* [WHAT THE EXERCISE ASKS] Copy every line of the listing below without changing a character, leaving out the pictures.

* [PROVIDED RECORDS]

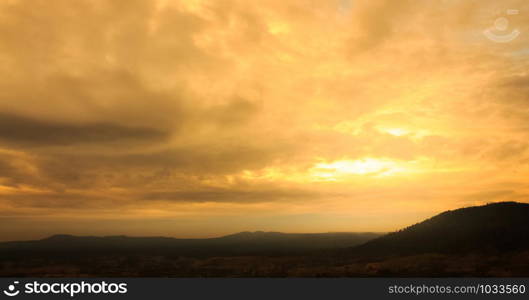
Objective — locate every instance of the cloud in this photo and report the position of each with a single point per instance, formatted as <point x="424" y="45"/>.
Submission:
<point x="25" y="131"/>
<point x="137" y="109"/>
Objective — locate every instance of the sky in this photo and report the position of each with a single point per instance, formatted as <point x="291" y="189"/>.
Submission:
<point x="202" y="118"/>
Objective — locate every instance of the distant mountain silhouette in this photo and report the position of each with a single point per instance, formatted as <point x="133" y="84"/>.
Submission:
<point x="243" y="243"/>
<point x="496" y="227"/>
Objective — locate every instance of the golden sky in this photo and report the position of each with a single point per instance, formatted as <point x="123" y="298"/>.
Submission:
<point x="198" y="118"/>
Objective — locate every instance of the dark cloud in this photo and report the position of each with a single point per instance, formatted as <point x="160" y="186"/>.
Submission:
<point x="20" y="130"/>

* [OUTPUT OF THE EXERCISE]
Objective — locate every instance of the cloud in this photo and report the position of each with a single point per instance, formatted as <point x="424" y="45"/>.
Submission:
<point x="25" y="131"/>
<point x="137" y="109"/>
Objective — locate every instance of the sky in this photo and report the position of each with a single point per instance, formatted as <point x="291" y="189"/>.
Submission:
<point x="202" y="118"/>
Objective — locate every instance of the distant mountain silhouette in this photo and report the position of each with a single point per instance, formatted as <point x="133" y="84"/>.
Submission:
<point x="243" y="243"/>
<point x="496" y="227"/>
Objective — locate every instance of the golden sky in this photo and report the position of each with a single point per instance, formatted as <point x="123" y="298"/>.
Submission:
<point x="198" y="118"/>
Objective — locate every instance of the dark cloud in this photo and report the position of each with a single point per instance, formatted as <point x="160" y="186"/>.
Submission:
<point x="20" y="130"/>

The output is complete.